» **SELECTED EXCERPT**
........

What are some things that help me learn something I don't understand? Well, I usually just review whatever I did in class, or study. If I can't understand something, then you have to make sure of some things. You must make sure that you do your work in pencil and do it neatly. The work isn't helping you at all if you cannot understand it. You also must make sure that you number each and every problem that you work on, so you can refer back to the problem when you need to. If I ever need help with doing the homework, then I usually go to my teacher's class in the morning so I can get help from the teacher and/or classmates. These are just some helpful little things that I do so I make sure I understand each lesson that I learned in class.
When you are solving something such as an equation, you have to use division. But, when you think about it, why is there no such thing as division? Well, everyone knows that 'division' is just the inverse operation of multiplication. So, when you think about it, you are pretty much just multiplying, because division is just the reverse of it. This explains why there is no such thing as division, rather just multiplication. So, to sum it all up, there is no such thing as division when solving an equation because division is pretty much a reversed use of multiplication. For example, 2x=16. You must divide 2x by 2, and 16 as well. But, when you think of it, you are actually just doing an inverse way of multiplication.
Some people may or may not that there is an infinite amount of numbers between 0 and 1, or between any whole numbers for that matter? Why is this? Well, because of something known as decimals. Decimals are basically fractions, parts of a whole. Decimals have no limit to how large they grow, so they range from tenths to an infinite amount of numbers. For example, pi is considered a decimal. Pi starts off as 3.14 and it keeps on going, thus making there be an infinite amount of numbers between 0 and 1.

........

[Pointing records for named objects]
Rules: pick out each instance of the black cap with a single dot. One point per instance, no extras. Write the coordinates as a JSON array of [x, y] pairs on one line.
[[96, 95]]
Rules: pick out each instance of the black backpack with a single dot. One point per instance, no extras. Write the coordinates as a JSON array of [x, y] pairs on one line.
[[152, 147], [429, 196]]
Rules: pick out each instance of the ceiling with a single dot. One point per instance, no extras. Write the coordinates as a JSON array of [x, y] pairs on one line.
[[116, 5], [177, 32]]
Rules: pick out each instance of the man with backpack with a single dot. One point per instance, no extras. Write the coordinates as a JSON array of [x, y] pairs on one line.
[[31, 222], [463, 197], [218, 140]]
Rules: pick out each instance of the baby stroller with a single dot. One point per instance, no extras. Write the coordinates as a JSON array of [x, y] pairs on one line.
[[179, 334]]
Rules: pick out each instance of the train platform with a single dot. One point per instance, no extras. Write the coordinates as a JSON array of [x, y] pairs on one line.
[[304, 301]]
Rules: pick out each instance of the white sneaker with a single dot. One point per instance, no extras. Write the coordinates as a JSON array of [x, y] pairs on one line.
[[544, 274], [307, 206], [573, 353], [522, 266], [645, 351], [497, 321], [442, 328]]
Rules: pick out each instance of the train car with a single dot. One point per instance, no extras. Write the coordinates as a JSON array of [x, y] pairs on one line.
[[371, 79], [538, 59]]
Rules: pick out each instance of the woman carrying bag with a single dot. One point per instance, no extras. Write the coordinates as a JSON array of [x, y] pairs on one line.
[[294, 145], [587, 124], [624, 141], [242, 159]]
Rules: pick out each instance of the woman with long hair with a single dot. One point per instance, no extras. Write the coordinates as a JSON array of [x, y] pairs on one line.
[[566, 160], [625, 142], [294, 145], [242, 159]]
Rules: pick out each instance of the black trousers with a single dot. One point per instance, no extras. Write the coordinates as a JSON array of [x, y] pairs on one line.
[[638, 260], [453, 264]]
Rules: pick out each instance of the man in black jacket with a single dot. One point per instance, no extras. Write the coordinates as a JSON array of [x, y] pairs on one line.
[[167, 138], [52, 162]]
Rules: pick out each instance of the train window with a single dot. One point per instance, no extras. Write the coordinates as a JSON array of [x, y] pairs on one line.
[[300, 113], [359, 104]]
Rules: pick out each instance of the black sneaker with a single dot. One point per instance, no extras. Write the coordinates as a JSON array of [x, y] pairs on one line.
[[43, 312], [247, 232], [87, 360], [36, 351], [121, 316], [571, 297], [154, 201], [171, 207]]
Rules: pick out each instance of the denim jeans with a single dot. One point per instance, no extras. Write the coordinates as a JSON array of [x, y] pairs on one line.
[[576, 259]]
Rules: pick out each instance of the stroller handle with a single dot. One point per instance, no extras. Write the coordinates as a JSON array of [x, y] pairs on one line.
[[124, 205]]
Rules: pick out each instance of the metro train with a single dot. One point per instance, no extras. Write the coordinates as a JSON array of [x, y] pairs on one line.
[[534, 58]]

........

» **SET PROBLEM 1**
Answer these questions about the essay on studying and math:
(a) What does the essay say you must do your work in?
(b) In the equation 2x=16, what number are both sides divided by?
(c) Which number does the essay give as an example of a decimal?
» **SET PROBLEM 2**
Reproduce the listing from its start through the line holding "[[116, 5], [177, 32]]", both included, requests and all. Multiply every coordinate in the answers by 2.55 and round to whole numbers, with halves rounded up.
The essay on studying and math and the listing are independent materials.

» **OUTPUT 1**
(a) Pencil.
(b) 2.
(c) Pi.

» **OUTPUT 2**
Rules: pick out each instance of the black cap with a single dot. One point per instance, no extras. Write the coordinates as a JSON array of [x, y] pairs on one line.
[[245, 242]]
Rules: pick out each instance of the black backpack with a single dot. One point per instance, no extras. Write the coordinates as a JSON array of [x, y] pairs on one line.
[[388, 375], [1094, 500]]
Rules: pick out each instance of the ceiling with a single dot. One point per instance, no extras. Write the coordinates as a JSON array of [x, y] pairs on one line.
[[296, 13], [451, 82]]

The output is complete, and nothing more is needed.